* TASK INSTRUCTIONS *
**a)** From the passage on public ownership of England's water industry, list every person mentioned by name.
**b)** Extend the passage on public ownership of England's water industry, picking up right after its final sentence.

* SUPPLIED PASSAGE *
In 2018, Michael Gove, as environment secretary for the Conservative party, accused the companies of financial engineering, pointing out that not a single new reservoir had been built since privatisation, while 95% of the industry’s profits had been paid in dividends to shareholders.
The Labour party took power in 2024 promising to be tough, banning bonuses for poor-performing companies. Its draft legislation promises the biggest shakeup of the water sector in a generation, focusing on tougher regulation with a single powerful body, ending the policy of water companies reporting their own pollution.
But ministers are resisting any kind of public control of water, even for the most egregious performers, such as Thames Water, which provides water and sewerage services to 16 million customers across London and the south-east and is struggling with £20bn debts. In effect Thames is now being controlled by a consortium of global private equity firms and hedge funds, who say they will not comply with environmental rules for 15 years and are pushing to be let off any resulting pollution fines, something ministers are seriously considering.
Examples across the world show nationalised systems running more efficiently. In Paris, France, water is 100% municipally owned and the customer satisfaction rate of the publicly owned Eau de Paris ranges from 90-96%. In the UK, ministers repeat the figure of £90-£100bn as the cost of restoring water to public control, but it has been criticised as “economically illiterate” and is based on an estimate from a thinktank funded by water companies.
Clive Lewis, a Labour MP who is leading a campaign for the public ownership of water, said: “Public ownership works around the world. The cost the government keeps putting up of £100bn has been thoroughly debunked, and there is no good argument not to do this.”
Public control of the water industry has always been popular, with a 2024 poll indicating support from 82% of people.
At the grassroots, campaigners responsible for shining a light on the scale of sewage pollution by water companies believe public control is key.
“Everyone thinks nationalising will be the same as it looked in the 1970s, but there are lots of modern models we can look to,” said Tyerman.
Becky Malby, of Ilkley Clean Water campaign in West Yorkshire, said: “The [government’s plan] shackles the public to failed privatised water companies with long-term increases in bills and no end in sight to broken infrastructure and pollution for profit.

* GIVEN DATA *
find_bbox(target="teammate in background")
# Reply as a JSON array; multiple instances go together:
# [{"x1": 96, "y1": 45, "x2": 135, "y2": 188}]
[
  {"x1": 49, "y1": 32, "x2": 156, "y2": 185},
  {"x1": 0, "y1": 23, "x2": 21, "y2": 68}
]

* REPLIES *
**a)** Michael Gove, Clive Lewis, Tyerman, Becky Malby

**b)**
“There are interesting hybrid public ownership models, none of which the government has considered.”
From within the Environment Agency, the government regulator that has been criticised for failing to protect the environment from sewage pollution, a whistleblower who has worked with the Guardian and who revealed his identity in Dirty Business has spent the past nine years trying to expose what is going on from the frontline. Robert Forrester, who was an environment officer for 21 years, believes the structure of a water regulator – funded in large part by permit fees from private water companies, which in 2025-26 provide £149m out of the total budget of £189m for water regulation – is corrupted.
The Environment Agency did not respond to a request for comment.
A spokesperson for South West Water said: “We are sorry to hear that someone has been unwell, however we are unable to comment on individual cases.
“We are planning important improvements to the Maer Lane sewage treatment works to help cut storm overflows and better manage wastewater for the Exmouth community. The early stages are going well, and we’ve already completed the first surveys and flow‑modelling needed to plan the upgrade properly.”
Forrester said: “Public control is absolutely needed. [The] regulator cannot regulate because it has so many vested interests in the businesses it is regulating.”
London & Valley Water, the consortium of investors in effect running Thames Water, denied it was seeking leniency from fines in discussions with Ofwat.
A spokesperson said: “Our plan will transform Thames Water’s operations, investing billions of pounds to upgrade infrastructure, deliver long-term performance improvement and clean up the local environment.”